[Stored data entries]
═══

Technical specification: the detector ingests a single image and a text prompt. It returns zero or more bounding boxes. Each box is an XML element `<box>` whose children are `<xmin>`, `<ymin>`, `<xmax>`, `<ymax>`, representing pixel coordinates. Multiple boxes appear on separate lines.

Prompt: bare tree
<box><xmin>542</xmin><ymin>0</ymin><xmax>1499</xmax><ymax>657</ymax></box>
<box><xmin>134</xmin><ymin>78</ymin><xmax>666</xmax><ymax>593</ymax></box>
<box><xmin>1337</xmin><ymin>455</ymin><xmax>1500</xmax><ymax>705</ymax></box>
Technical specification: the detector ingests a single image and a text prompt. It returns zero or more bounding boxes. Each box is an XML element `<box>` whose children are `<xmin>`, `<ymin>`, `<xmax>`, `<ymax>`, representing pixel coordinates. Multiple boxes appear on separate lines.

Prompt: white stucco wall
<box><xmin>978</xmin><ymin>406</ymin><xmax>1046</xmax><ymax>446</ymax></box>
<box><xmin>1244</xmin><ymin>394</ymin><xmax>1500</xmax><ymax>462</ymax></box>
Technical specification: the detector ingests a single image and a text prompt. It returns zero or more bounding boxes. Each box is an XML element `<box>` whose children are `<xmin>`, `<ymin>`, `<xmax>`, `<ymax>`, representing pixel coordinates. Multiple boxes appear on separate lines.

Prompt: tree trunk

═══

* Task to carry out
In full and without change, transcribe the data above.

* Solution to this problem
Technical specification: the detector ingests a single image and a text prompt. It returns zero or more bounding boxes. Each box is an XML element `<box>` whose children are `<xmin>`, `<ymin>`, `<xmax>`, `<ymax>`, representing pixel coordinates. Multiple boxes appear on separate lines.

Prompt: bare tree
<box><xmin>542</xmin><ymin>0</ymin><xmax>1499</xmax><ymax>657</ymax></box>
<box><xmin>134</xmin><ymin>78</ymin><xmax>666</xmax><ymax>593</ymax></box>
<box><xmin>1337</xmin><ymin>455</ymin><xmax>1500</xmax><ymax>705</ymax></box>
Technical specification: the detector ingests a single image and a text prompt. It returns zero or more bounding boxes. Each box is an XML element `<box>` whose children are `<xmin>`, `<ymin>`, `<xmax>`, `<ymax>`, representing pixel coordinates. Multiple boxes appear on separate lines.

Prompt: white stucco wall
<box><xmin>978</xmin><ymin>406</ymin><xmax>1046</xmax><ymax>446</ymax></box>
<box><xmin>1244</xmin><ymin>394</ymin><xmax>1500</xmax><ymax>462</ymax></box>
Technical specification: the detector ingests a single image and a text prompt. It returns zero or more bounding boxes. Each box is an XML element `<box>` whose children are `<xmin>`, `<ymin>`, `<xmax>`, `<ymax>`, representing pixel coordinates. Multiple boxes appear on separate lines.

Prompt: tree trunk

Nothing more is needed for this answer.